**PASSAGE TO READ**:
The above equation is called the composition rule and is only valid for functions whose Taylor expansion does not have a constant term and, is thus nil-potent of order $m+1$ in $\mathcal P_{n,m}$. In general, we cannot compute the truncated Taylor expansion of a composition function directly composing the truncated Taylor expansions. For most elementary functions, though, we can consider $T_f = f_0 + \hat f$ and use some addition formula to be able to ‘’extract`` $\hat f$ and thus exploit its nil-potency. The details on how this is done differ for each particular $f$ considered and are reported in the following subsections for some commonly used functions.

Other functions suc as tan, cosh etc. can also be treated similarly and are not reported for convenience.

**RECORDS SHOWN**:
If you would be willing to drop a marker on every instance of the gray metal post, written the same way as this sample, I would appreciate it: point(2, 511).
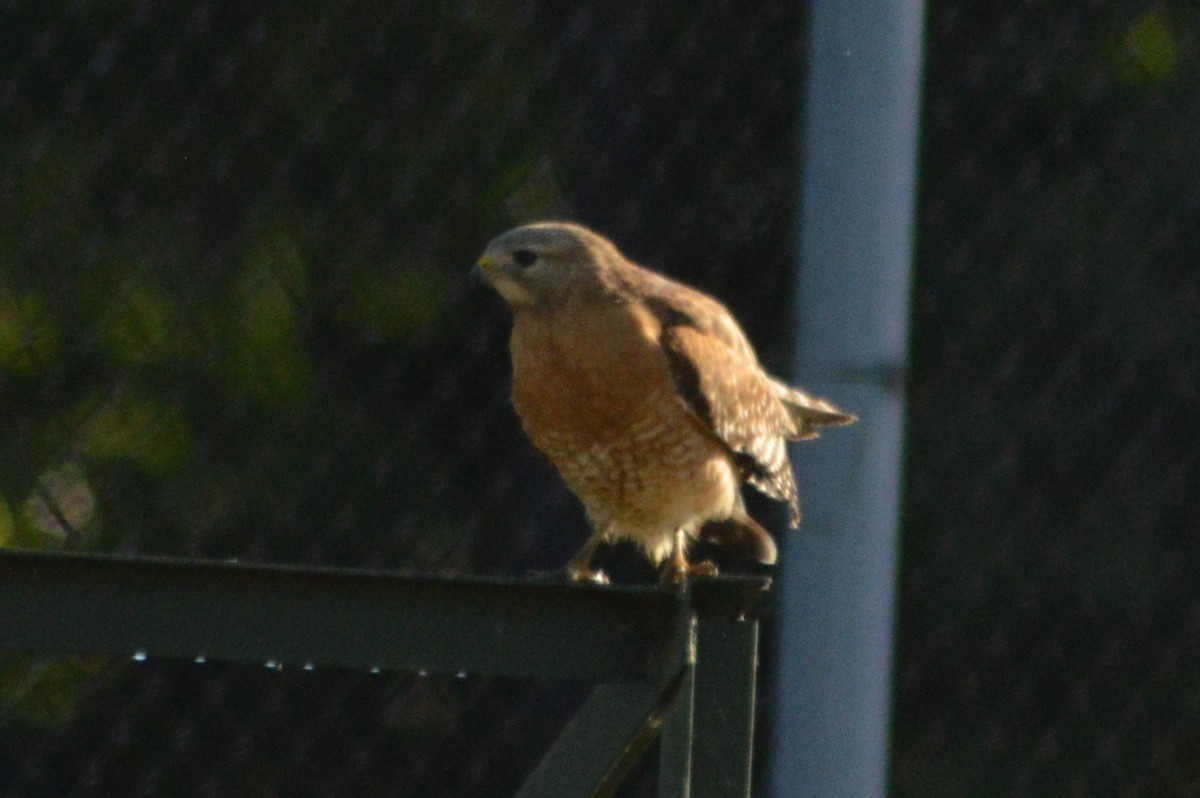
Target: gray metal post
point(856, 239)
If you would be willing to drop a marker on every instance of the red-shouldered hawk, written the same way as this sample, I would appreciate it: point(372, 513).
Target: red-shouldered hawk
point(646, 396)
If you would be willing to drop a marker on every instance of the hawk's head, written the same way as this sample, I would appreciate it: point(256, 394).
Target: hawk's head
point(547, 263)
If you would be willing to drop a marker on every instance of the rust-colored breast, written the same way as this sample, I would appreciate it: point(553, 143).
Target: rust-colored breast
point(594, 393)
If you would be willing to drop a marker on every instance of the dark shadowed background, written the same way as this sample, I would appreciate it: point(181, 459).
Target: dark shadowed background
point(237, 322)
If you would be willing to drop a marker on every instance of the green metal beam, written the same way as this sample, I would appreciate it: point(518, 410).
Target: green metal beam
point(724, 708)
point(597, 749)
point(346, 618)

...

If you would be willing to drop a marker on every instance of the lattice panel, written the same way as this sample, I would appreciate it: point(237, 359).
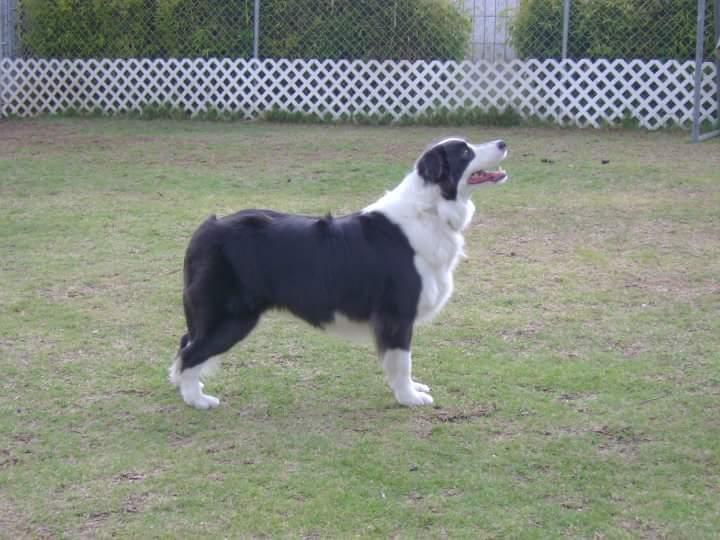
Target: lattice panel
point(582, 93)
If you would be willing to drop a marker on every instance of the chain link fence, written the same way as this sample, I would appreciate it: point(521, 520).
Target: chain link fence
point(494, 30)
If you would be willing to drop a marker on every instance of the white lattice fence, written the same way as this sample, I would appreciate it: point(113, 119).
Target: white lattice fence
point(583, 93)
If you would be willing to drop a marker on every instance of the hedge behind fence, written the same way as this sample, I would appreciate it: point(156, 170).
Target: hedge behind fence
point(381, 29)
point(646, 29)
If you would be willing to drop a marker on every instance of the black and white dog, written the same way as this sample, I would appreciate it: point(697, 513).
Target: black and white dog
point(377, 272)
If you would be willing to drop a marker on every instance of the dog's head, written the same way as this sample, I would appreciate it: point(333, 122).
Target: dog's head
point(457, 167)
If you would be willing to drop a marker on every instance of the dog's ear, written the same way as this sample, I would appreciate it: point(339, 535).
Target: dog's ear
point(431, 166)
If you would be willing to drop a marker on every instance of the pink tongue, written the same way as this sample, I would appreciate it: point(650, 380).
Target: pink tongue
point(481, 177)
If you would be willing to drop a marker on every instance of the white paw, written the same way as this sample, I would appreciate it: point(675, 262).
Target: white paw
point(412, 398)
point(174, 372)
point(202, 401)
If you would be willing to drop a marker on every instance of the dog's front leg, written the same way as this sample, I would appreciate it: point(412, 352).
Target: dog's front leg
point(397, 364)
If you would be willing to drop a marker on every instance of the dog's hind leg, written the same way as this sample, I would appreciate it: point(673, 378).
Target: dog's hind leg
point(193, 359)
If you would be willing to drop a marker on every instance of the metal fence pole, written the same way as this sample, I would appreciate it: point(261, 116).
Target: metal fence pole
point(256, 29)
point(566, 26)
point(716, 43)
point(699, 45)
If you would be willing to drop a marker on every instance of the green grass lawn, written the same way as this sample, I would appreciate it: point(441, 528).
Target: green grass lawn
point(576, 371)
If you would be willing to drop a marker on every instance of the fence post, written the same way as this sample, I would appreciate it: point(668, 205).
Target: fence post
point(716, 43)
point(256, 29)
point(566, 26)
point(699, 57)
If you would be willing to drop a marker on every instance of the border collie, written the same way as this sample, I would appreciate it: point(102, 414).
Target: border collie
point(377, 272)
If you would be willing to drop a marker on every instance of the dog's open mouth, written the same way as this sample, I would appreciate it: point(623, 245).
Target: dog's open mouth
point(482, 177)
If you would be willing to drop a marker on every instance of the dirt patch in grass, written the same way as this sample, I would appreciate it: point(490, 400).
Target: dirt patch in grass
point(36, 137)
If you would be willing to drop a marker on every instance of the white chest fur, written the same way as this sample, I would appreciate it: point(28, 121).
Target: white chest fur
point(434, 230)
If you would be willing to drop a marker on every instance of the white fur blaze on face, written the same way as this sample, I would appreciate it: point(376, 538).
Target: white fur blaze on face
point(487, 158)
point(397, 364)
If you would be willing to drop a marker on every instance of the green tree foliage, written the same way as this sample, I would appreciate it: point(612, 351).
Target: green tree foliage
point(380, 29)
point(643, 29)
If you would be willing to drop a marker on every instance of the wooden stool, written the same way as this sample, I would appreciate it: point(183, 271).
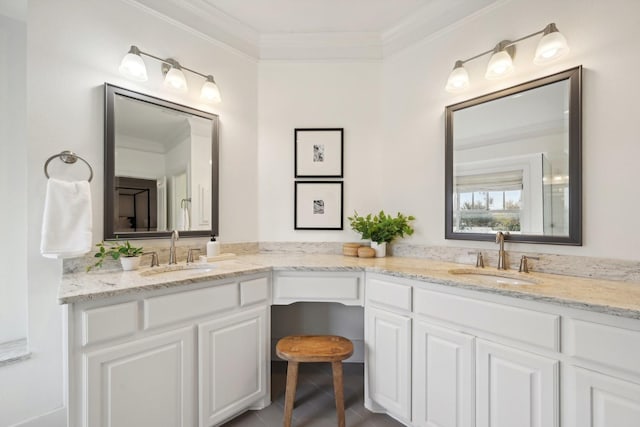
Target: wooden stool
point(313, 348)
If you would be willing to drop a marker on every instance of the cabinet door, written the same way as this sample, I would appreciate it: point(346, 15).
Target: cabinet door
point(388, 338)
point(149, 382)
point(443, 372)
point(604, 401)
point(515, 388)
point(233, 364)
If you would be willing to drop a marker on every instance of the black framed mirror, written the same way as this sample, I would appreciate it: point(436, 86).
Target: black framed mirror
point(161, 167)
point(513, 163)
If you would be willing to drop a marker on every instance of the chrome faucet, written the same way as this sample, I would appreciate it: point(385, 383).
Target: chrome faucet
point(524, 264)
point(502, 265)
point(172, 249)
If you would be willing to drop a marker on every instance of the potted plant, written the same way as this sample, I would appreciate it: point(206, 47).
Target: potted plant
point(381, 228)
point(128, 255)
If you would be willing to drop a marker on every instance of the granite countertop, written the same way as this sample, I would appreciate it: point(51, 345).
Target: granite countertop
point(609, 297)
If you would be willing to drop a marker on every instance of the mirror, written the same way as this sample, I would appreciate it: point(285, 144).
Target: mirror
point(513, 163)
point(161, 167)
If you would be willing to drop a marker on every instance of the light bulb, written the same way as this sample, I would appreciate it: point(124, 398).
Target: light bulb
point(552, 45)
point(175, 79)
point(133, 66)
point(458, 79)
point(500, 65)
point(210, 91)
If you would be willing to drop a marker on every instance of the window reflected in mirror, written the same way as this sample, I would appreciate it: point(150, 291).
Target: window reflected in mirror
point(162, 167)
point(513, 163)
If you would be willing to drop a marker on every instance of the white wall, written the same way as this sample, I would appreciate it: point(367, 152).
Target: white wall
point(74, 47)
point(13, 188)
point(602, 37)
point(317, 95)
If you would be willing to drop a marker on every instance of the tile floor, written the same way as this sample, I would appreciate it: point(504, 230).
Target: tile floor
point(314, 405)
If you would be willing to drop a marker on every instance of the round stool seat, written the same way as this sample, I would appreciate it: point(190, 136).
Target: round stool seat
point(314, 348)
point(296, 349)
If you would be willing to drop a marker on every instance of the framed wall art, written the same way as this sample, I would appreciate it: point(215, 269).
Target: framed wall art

...

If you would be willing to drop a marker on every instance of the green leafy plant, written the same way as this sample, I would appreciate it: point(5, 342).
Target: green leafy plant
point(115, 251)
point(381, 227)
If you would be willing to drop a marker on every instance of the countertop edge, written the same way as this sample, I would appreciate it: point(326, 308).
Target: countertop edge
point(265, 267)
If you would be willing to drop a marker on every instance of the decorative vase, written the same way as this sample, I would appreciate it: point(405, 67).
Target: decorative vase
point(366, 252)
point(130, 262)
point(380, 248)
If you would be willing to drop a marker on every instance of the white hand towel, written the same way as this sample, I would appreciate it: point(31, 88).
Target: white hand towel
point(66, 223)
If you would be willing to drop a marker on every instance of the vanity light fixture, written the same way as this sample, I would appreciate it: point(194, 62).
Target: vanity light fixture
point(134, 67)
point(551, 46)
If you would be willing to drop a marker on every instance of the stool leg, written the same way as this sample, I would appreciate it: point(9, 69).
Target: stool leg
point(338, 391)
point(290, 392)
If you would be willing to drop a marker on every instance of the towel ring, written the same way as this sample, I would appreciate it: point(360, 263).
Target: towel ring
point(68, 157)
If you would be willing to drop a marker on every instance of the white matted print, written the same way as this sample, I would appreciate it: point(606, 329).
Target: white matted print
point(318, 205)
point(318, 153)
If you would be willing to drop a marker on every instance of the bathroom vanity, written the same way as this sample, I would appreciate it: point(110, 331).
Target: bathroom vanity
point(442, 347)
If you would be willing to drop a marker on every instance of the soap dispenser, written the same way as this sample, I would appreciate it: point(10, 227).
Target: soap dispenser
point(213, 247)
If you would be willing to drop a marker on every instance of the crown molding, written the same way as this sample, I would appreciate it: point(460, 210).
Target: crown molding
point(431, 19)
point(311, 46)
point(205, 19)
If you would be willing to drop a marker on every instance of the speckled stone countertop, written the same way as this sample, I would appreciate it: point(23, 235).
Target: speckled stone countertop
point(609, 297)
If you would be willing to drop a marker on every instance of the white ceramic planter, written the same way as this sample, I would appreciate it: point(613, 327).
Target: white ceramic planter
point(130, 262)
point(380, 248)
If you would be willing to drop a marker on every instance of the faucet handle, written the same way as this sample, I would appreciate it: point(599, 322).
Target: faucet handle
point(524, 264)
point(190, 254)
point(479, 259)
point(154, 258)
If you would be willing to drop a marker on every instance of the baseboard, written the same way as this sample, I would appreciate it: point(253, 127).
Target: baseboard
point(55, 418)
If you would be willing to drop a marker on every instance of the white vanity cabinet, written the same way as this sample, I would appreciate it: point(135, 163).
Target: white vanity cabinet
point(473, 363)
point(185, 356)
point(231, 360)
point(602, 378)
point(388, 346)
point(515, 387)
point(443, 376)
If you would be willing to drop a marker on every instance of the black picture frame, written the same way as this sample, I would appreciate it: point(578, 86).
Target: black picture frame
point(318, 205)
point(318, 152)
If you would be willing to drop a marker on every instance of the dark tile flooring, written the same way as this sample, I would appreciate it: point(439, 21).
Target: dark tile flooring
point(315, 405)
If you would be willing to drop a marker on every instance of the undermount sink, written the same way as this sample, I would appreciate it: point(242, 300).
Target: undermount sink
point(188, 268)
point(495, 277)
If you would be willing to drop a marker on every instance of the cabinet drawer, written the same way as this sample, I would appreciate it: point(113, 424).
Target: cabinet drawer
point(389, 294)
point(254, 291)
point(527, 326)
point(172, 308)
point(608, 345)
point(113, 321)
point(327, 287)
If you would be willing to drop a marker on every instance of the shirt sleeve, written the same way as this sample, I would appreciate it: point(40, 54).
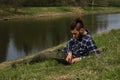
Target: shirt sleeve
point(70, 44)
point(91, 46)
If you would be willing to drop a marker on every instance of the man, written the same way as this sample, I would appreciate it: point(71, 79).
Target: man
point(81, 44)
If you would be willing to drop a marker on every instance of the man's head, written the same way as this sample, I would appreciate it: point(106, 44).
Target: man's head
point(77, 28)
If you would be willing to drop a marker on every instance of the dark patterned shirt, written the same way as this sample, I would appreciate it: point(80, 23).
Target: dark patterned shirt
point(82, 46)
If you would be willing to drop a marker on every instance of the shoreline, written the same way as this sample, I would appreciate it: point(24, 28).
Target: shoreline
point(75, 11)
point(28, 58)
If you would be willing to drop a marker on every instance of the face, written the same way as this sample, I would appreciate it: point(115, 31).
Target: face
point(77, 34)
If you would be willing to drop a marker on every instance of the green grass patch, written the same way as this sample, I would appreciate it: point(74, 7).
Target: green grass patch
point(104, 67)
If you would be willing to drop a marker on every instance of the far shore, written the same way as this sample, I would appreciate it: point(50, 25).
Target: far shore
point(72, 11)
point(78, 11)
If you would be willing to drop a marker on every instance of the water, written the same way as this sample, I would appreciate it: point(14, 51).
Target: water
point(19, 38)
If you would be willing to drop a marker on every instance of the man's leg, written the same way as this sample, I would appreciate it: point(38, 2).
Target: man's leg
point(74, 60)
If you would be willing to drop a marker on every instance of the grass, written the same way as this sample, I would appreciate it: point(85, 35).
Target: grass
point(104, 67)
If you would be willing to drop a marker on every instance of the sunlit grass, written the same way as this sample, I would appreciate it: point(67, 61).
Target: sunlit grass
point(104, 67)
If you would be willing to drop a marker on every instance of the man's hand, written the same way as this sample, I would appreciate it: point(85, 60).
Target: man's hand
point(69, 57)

**WHAT THIS TASK INVOLVES**:
Retype the passage on truncated Taylor expansions from "The above equation" up to and including "commonly used functions.".

**CORRECT RESULT**:
The above equation is called the composition rule and is only valid for functions whose Taylor expansion does not have a constant term and, is thus nil-potent of order $m+1$ in $\mathcal P_{n,m}$. In general, we cannot compute the truncated Taylor expansion of a composition function directly composing the truncated Taylor expansions. For most elementary functions, though, we can consider $T_f = f_0 + \hat f$ and use some addition formula to be able to ‘’extract`` $\hat f$ and thus exploit its nil-potency. The details on how this is done differ for each particular $f$ considered and are reported in the following subsections for some commonly used functions.